§ Material shown
------------------------------------------------------------------------

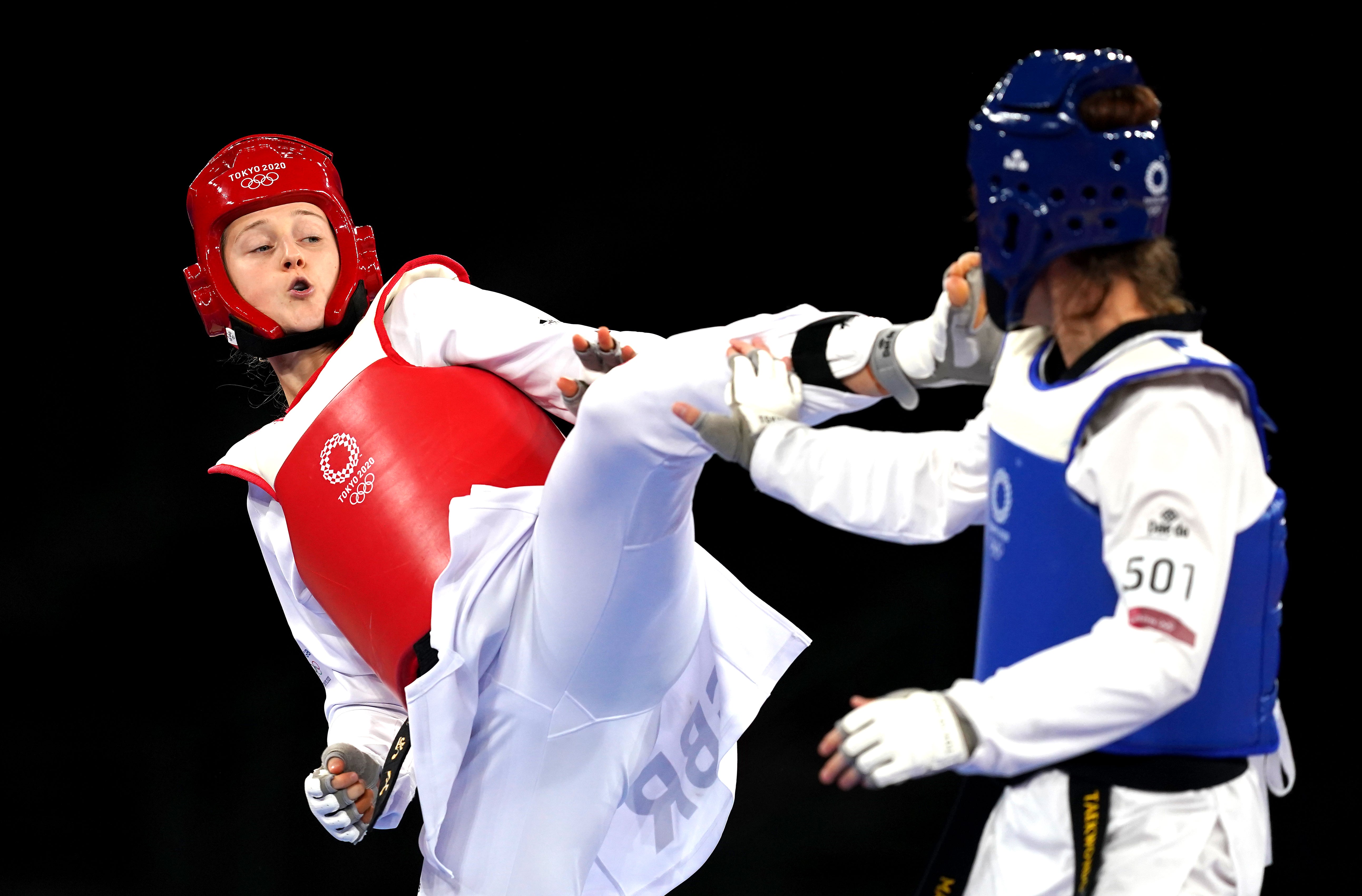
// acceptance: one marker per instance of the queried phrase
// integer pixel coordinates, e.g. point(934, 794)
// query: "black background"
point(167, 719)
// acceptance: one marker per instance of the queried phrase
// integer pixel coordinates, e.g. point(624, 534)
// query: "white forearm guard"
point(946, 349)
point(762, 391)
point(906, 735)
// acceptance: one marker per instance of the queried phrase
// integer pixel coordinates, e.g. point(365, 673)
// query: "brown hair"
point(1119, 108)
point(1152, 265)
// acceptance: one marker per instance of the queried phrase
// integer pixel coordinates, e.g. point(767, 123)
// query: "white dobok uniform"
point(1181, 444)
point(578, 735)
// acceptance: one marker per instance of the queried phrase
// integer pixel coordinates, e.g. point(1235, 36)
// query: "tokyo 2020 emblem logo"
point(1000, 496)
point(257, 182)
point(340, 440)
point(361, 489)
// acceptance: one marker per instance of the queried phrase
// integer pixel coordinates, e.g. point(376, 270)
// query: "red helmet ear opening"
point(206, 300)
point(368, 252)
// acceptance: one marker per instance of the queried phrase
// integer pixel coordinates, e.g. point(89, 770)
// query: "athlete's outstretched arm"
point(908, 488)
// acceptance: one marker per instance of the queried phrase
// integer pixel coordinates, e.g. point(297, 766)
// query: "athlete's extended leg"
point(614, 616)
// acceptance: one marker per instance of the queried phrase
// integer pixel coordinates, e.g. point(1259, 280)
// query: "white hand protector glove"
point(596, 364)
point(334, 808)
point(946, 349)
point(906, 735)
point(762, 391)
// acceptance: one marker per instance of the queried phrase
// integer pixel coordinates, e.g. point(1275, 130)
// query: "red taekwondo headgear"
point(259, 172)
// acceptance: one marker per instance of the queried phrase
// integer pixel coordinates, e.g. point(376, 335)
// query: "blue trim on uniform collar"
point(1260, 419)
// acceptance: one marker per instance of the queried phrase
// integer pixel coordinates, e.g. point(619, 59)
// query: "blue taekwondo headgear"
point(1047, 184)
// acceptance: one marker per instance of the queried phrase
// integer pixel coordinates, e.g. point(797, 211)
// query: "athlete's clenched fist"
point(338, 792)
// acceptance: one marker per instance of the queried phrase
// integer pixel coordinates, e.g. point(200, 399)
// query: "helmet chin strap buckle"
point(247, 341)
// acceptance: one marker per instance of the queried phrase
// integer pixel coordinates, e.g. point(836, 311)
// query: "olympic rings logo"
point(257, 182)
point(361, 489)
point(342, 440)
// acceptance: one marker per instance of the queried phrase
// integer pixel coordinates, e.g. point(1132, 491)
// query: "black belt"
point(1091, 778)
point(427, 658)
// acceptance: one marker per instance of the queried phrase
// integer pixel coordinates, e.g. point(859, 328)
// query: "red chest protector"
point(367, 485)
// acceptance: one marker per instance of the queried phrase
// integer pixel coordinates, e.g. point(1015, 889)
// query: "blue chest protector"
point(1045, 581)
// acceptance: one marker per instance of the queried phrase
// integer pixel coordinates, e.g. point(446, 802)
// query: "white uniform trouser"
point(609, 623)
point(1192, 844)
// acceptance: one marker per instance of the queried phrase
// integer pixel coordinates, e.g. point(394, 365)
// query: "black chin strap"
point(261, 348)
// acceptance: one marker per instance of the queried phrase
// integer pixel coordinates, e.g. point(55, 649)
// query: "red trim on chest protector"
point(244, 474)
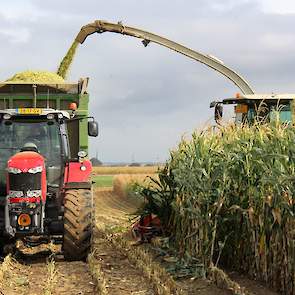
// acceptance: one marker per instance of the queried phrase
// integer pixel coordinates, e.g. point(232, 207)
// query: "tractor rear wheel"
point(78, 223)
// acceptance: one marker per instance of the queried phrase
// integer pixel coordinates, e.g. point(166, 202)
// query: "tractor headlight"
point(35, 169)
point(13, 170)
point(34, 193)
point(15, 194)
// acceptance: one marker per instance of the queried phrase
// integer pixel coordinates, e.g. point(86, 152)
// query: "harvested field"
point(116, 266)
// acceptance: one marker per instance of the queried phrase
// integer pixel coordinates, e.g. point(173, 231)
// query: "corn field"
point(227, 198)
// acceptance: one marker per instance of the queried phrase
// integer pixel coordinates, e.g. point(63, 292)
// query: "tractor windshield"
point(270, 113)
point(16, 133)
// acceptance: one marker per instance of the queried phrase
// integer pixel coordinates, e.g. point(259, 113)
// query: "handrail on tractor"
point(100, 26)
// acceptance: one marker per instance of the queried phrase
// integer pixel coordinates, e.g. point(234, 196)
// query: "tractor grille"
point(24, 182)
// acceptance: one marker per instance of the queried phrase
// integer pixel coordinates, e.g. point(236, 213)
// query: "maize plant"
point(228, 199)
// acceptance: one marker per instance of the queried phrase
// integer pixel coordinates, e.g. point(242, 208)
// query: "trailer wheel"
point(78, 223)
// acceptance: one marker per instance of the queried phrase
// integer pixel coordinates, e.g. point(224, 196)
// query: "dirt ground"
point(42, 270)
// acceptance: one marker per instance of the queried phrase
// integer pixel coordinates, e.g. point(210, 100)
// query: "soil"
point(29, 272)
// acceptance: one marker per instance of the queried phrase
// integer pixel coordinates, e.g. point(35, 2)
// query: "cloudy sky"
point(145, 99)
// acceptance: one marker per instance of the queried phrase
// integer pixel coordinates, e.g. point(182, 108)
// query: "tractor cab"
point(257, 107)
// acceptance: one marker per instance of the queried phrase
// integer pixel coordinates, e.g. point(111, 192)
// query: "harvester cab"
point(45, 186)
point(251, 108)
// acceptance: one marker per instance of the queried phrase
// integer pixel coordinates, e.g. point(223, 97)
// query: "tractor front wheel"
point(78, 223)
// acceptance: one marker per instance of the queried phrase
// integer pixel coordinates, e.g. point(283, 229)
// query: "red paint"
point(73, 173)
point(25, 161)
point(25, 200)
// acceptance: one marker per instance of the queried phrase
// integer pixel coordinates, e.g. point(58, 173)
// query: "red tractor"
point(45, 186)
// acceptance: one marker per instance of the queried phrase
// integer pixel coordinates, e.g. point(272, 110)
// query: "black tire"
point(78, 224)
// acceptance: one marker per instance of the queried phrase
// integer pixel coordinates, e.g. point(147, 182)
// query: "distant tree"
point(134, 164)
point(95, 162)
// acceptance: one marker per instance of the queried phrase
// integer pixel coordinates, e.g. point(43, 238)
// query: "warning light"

------------------------------------------------------------------------

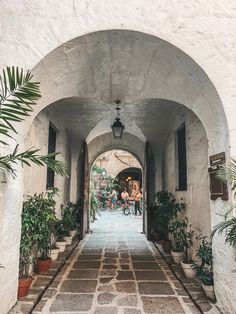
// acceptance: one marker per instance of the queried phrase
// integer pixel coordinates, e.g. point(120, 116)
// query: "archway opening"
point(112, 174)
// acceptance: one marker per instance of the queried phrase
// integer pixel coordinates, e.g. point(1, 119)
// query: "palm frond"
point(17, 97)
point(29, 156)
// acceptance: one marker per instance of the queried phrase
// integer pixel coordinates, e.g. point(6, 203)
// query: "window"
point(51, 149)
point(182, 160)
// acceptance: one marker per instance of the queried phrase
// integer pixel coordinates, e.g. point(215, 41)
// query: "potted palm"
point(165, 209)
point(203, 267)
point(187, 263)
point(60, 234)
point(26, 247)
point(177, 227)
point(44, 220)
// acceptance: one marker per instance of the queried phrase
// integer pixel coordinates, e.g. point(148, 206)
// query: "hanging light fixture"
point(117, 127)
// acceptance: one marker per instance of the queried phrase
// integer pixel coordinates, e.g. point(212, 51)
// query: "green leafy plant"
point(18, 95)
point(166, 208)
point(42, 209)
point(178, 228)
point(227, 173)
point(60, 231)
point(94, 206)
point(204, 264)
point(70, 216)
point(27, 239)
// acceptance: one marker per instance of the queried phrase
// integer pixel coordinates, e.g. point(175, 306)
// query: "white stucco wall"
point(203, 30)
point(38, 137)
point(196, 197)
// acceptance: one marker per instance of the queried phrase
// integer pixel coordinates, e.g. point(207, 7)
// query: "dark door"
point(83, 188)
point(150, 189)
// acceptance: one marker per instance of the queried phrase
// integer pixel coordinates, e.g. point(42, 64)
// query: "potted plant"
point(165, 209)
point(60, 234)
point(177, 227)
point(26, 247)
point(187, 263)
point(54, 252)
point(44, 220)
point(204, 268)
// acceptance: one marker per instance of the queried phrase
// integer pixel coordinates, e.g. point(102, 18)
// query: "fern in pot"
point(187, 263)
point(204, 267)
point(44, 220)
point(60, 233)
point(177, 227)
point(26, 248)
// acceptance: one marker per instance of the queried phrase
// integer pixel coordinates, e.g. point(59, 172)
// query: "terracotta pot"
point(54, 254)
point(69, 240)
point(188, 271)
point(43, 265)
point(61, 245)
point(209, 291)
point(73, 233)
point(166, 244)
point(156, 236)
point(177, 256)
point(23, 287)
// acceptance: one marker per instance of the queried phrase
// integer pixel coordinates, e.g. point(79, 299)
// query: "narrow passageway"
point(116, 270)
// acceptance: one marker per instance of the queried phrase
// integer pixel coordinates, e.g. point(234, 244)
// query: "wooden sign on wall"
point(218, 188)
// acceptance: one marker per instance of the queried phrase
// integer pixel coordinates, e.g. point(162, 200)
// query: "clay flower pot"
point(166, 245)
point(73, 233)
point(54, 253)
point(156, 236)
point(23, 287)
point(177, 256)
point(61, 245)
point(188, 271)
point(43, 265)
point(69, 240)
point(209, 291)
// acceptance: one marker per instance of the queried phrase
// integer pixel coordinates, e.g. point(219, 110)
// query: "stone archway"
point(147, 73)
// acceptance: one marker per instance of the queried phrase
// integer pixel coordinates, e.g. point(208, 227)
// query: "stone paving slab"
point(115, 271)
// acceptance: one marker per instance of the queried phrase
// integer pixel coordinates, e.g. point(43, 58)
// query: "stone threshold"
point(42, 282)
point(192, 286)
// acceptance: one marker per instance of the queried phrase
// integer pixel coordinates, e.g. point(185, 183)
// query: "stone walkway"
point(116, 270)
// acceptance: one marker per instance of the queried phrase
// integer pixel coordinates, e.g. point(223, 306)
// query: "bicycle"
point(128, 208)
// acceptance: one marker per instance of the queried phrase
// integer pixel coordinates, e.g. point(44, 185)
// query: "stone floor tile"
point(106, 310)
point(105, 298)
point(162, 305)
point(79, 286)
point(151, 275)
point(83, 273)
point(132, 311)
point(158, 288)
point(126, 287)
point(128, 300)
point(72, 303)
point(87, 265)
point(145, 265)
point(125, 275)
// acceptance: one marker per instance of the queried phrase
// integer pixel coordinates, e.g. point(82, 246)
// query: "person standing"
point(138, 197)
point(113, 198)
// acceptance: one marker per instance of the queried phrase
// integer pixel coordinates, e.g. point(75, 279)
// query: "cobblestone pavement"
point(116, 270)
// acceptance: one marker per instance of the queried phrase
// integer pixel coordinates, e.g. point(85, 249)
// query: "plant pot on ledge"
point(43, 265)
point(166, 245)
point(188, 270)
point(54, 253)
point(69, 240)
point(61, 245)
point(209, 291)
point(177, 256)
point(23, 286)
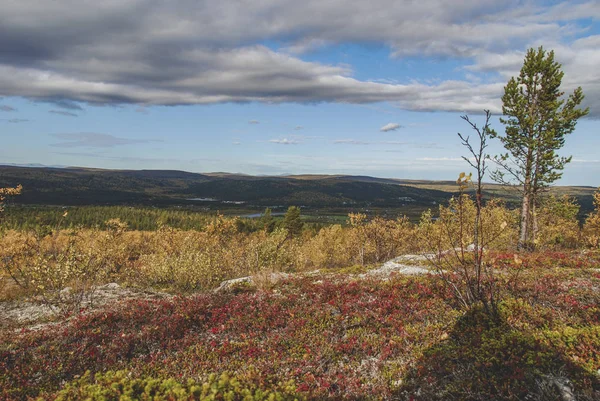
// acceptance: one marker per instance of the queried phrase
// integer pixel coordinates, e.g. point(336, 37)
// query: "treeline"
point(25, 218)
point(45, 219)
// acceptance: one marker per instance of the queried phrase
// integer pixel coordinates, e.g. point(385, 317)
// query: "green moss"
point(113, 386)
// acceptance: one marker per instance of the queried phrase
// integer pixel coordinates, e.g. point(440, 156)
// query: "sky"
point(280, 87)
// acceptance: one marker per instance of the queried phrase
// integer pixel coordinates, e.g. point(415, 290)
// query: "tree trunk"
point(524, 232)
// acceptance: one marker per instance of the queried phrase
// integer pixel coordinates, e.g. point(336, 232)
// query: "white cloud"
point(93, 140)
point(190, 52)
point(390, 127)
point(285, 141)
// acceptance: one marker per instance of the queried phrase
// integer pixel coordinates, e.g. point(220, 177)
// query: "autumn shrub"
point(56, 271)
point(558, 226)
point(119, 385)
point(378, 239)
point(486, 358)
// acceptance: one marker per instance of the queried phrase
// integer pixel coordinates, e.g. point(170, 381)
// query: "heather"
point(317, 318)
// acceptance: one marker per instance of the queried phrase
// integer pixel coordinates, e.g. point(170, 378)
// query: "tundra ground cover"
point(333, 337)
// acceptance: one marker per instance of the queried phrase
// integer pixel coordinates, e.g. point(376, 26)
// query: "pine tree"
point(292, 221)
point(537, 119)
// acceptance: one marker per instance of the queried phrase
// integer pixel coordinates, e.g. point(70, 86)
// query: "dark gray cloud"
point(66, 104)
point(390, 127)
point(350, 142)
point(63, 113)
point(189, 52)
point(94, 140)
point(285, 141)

------------------------------------------------------------------------

§ Problem requirements
The range runs from the line with "e.g. point(836, 311)" up to and including the line with "e.g. point(55, 649)" in the listing above; please write out exactly those lines and nothing more.

§ Problem solution
// integer pixel coordinates, e.g. point(836, 311)
// query: "olympic rings logo"
point(257, 182)
point(361, 489)
point(342, 440)
// acceptance: one marker per instance of the queried phrase
// integer pixel coordinates, e.g. point(1132, 491)
// query: "black belt"
point(1091, 778)
point(427, 658)
// acceptance: one marker per instance of the queried phrase
// integer pixel coordinates, e.g. point(859, 328)
// query: "red chest protector"
point(367, 485)
// acceptance: one marker per instance of the queried phrase
// integer pixel coordinates, e.g. point(1015, 889)
// query: "blue chest protector"
point(1045, 581)
// acceptance: one marker per instance of the queried phrase
// integer pixel coordinates, e.g. point(446, 802)
// query: "white uniform trouser"
point(609, 623)
point(1192, 844)
// acceptance: one marker per instance of the queried phrase
// integer pixel coordinates, e.g. point(394, 365)
// query: "black chin strap"
point(261, 348)
// acceptance: one marker per instance of the queried phrase
// integer pixel coordinates, e.g. point(55, 649)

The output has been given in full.